# Bowhunting During Youth Gun Season



## c. j. stone (Sep 24, 2006)

Can you? Do you have to wear hunter Orange? Someone told me this but couldn't quite find it in the regulations booklet,


----------



## Gills63 (Mar 29, 2012)

Yes you can hunt and I believe you have to wear orange

Outdoor Hub mobile, the outdoor information engine


----------



## Mad-Eye Moody (May 27, 2008)

Yes, you have to wear orange.


----------



## M.Magis (Apr 5, 2004)

Yes, and legal shooting time also ends at sunset.


----------



## ironman172 (Apr 12, 2009)

I thought this weekend was for youth only?? maybe that is with gun....but other (bow) is OK ??


----------



## M.Magis (Apr 5, 2004)

ironman172 said:


> I thought this weekend was for youth only?? maybe that is with gun....but other (bow) is OK ??


Yes, you can bow hunt. You just have to follow gun season rules as far as orange and shooting times.


----------



## Mad-Eye Moody (May 27, 2008)

M.Magis said:


> Yes, you can bow hunt. You just have to follow gun season rules as far as orange and shooting times.


Didn't realize that about shooting times. Thanks!


----------



## Bowhunter57 (Feb 9, 2011)

Page 7 of the 2012-2013 Hunting and Trapping Regulations:

*Hunter Orange Required*
Hunting any wild animal (except waterfowl) from 1/2 hour before sunrise to sunset during the youth deer gun season, deer gun season, deer gun weekend, the statewide muzzleloader deer season, and on designated areas during the early muzzleloader deer season is unlawful unless the hunter is visibly wearing a vest, coat, jacket, or coveralls that are either solid hunter orange or camoflage hunter orange. This requirement applies statewide on both public and private land.

You'd be surprised at how many people don't read the regulations that are provided for free with hunting/trapping licenses. Therefore the fines. 
Bowhunter57


----------



## The Solution (Nov 15, 2010)

Per bowhunter57 post if I read It correctly you can still hunt 1/2 hour beyond sunset.

posted using Outdoor Hub Campfire


----------



## FISHIN 2 (Jun 22, 2005)

The Solution said:


> Per bowhunter57 post if I read It correctly you can still hunt 1/2 hour beyond sunset.
> 
> posted using Outdoor Hub Campfire


Till sunset only. You must follow the firearm rules hunting anything during a gun season, including orange, and it is cool to see all those guys in a tree stand wearing bright orange, kinda Christmassy !!!

SOURCE DATA –
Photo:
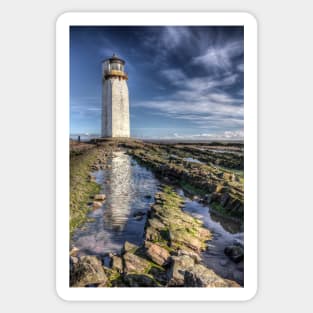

ACTIONS TO TAKE –
(1) Answer these from the bowhunting thread:
(a) According to M.Magis, when does legal shooting time end?
(b) Which page of the 2012-2013 Hunting and Trapping Regulations does Bowhunter57 cite?
(c) What kind of animal does the quoted hunter orange rule exclude?
(2) Rewrite the bowhunting thread from "## Bowhunter57 (Feb" to "Therefore the fines.", substituting "hat" for "vest".

SOLUTIONS TO EACH TASK –
(1)
(a) At sunset.
(b) Page 7.
(c) Waterfowl.

(2)
## Bowhunter57 (Feb 9, 2011)

Page 7 of the 2012-2013 Hunting and Trapping Regulations:

*Hunter Orange Required*
Hunting any wild animal (except waterfowl) from 1/2 hour before sunrise to sunset during the youth deer gun season, deer gun season, deer gun weekend, the statewide muzzleloader deer season, and on designated areas during the early muzzleloader deer season is unlawful unless the hunter is visibly wearing a hat, coat, jacket, or coveralls that are either solid hunter orange or camoflage hunter orange. This requirement applies statewide on both public and private land.

You'd be surprised at how many people don't read the regulations that are provided for free with hunting/trapping licenses. Therefore the fines.